**Action item A**:
Reproduce the passage on obituaries below from "Obituaries and death" to "with similar hardship.".
**Action item B**:
Write what follows the passage on obituaries below, beginning after its final sentence.
── Text shown
Obituaries and death notices can also serve an important political function during a crisis. In 1989, when obituaries at major newspapers still refused to cite Aids as a cause of death, the Bay Area Reporter published an eight-page section titled Aids Deaths, which listed all the people who had died from the illness during the previous year. Obituaries have similarly functioned as a form of advocacy around the opioid crisis, providing parents with a chance to publicly address the issue of addiction and connect with others in the community dealing with similar hardship.
As local newspapers across the nation continue to fold, however, most obituaries are now published on memorial sites, such as legacy.com, which hosts notices for more than 70% of all US deaths. During the current pandemic, these sites provide an accessible way for families to memorialize those lost at a time when obituary writers are otherwise overwhelmed.
“But the local news obituary is more than a death notice or a eulogy,” Kay Powell said. “It really should be an objective news story about one person’s life.” Powell worked at the Atlanta Journal-Constitution from 1996 to 2009, where she wrote close to 2,000 obituaries about “extraordinary ordinary people”. The church choir singer who had a frontal lobotomy and donated his brain to science, the boy who sang at Martin Luther King Jr’s funeral, the woman who was Flannery O’Connor’s secret pen pal for 30 years.
────
── Supplied material
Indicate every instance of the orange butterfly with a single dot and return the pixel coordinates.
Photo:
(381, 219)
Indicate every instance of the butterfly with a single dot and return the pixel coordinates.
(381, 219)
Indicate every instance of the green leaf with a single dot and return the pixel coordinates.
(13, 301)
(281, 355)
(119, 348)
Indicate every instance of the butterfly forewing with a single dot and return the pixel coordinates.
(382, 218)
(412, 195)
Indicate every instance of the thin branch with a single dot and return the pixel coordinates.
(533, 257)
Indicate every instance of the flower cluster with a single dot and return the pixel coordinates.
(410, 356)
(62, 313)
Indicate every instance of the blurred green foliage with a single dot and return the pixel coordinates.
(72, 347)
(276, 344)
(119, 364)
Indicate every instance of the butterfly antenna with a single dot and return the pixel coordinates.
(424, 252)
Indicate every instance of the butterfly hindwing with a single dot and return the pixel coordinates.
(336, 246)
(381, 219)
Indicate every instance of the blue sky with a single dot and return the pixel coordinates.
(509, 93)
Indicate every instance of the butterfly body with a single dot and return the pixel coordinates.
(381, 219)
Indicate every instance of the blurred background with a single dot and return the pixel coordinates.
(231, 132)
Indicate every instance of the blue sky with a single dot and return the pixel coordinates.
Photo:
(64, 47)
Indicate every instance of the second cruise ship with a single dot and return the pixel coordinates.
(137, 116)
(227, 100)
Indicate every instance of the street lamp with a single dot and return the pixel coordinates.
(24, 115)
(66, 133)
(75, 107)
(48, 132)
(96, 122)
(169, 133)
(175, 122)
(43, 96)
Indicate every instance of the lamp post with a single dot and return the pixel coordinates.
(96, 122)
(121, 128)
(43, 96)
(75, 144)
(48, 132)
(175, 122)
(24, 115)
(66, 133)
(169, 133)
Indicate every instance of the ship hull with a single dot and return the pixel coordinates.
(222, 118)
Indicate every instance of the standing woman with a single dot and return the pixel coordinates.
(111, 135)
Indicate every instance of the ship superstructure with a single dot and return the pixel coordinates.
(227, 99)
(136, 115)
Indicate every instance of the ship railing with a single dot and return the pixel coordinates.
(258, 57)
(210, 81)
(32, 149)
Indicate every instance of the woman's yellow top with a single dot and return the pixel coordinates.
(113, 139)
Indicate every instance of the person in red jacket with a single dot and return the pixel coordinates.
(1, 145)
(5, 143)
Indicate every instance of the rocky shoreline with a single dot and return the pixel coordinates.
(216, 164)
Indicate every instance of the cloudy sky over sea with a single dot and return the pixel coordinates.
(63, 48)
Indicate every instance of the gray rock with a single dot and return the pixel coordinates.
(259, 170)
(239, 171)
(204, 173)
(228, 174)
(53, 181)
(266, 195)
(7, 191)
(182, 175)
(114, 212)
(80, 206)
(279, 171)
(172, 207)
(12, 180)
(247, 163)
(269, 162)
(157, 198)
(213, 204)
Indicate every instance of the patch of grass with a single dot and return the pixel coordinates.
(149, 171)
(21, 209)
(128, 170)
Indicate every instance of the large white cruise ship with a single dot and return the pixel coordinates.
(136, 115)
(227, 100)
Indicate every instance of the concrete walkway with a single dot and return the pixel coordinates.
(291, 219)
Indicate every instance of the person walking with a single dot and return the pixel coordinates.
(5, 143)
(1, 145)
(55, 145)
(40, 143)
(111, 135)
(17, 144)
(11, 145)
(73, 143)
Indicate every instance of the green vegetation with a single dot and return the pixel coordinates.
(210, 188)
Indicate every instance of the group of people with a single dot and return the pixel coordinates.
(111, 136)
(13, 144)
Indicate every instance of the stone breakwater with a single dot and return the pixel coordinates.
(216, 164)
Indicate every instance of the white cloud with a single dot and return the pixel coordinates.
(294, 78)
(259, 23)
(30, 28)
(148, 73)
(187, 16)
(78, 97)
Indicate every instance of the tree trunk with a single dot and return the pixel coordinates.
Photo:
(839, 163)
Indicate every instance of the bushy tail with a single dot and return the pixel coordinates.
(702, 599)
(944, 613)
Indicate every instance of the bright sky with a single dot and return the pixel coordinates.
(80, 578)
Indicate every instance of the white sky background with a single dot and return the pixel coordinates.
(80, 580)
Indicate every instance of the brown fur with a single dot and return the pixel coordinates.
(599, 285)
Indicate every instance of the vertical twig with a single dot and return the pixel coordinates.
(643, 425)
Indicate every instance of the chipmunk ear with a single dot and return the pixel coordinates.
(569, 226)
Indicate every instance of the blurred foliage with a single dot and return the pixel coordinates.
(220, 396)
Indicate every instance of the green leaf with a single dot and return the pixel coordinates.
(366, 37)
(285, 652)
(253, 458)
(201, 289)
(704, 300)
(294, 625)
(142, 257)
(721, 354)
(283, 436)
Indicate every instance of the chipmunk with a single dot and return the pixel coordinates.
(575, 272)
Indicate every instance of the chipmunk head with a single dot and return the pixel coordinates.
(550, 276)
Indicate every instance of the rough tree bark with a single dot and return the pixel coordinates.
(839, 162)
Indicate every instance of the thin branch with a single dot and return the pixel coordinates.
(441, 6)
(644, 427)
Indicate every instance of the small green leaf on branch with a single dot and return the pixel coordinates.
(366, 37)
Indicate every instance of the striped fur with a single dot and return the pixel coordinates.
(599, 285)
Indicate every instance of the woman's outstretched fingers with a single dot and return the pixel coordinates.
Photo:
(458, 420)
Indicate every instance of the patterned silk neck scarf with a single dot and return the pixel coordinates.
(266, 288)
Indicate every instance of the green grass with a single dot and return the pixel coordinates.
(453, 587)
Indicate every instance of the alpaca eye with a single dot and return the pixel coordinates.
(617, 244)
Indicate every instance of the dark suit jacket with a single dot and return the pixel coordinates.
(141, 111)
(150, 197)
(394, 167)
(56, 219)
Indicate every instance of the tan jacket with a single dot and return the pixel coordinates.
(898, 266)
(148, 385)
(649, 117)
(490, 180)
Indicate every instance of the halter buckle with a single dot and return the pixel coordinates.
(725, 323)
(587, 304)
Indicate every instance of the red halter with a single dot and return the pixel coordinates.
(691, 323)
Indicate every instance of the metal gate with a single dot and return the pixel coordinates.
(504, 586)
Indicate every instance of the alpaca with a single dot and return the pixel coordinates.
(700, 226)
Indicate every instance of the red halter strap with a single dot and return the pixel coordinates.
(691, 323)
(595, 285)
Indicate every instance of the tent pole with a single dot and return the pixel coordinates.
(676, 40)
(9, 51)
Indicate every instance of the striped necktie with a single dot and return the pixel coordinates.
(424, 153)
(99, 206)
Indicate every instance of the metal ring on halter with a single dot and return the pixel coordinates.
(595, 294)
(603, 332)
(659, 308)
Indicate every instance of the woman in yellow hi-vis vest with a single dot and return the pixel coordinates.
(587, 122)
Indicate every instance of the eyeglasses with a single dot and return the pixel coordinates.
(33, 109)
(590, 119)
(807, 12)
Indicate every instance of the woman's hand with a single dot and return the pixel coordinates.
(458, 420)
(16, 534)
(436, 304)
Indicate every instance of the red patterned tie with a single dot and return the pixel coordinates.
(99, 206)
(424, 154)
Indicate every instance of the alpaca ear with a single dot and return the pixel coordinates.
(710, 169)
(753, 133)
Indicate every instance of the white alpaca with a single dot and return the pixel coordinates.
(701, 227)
────
**Answer box A**:
Obituaries and death notices can also serve an important political function during a crisis. In 1989, when obituaries at major newspapers still refused to cite Aids as a cause of death, the Bay Area Reporter published an eight-page section titled Aids Deaths, which listed all the people who had died from the illness during the previous year. Obituaries have similarly functioned as a form of advocacy around the opioid crisis, providing parents with a chance to publicly address the issue of addiction and connect with others in the community dealing with similar hardship.

**Answer box B**:
Powell told me that she often fell in love with her recently deceased subjects and tried to impart this affection to her readers. But as a journalist, she also prided herself on accuracy and objectivity. She would never euphemize cause of death, believing that wider social truths about disease, mental health, addiction could be communicated more effectively through the experience of an individual. “When it is the name of somebody right there in your community, these issues are no longer some arbitrary thing affecting some number of people somewhere else,” she said.
The psychologist Paul Slovic has referred to this greater concern for the one over the many as a product of “psychic numbing”, a psychological glitch whereby, as the number in a tragedy increases, our empathy decreases. For many of us, this has intensified as the weeks pass. As the death count rises, cold-eyed statistical thinking that would have a few months ago seemed abhorrent becomes part of our daily news diet.
Of course, thinking about the pandemic in numbers is crucial. Demographic analysis shines a light on systemic truths that the individual story cannot, like how this virus is disproportionately taking lives in communities of color.
But Powell, who is in her 70s and sheltering in place alone, told me that engaging with the granularity of human suffering can shock people back into a sense of moral responsibility. “The emotion makes it harder to deny the reality of what’s happening here,” Powell said. “In the end, it keeps us better informed.”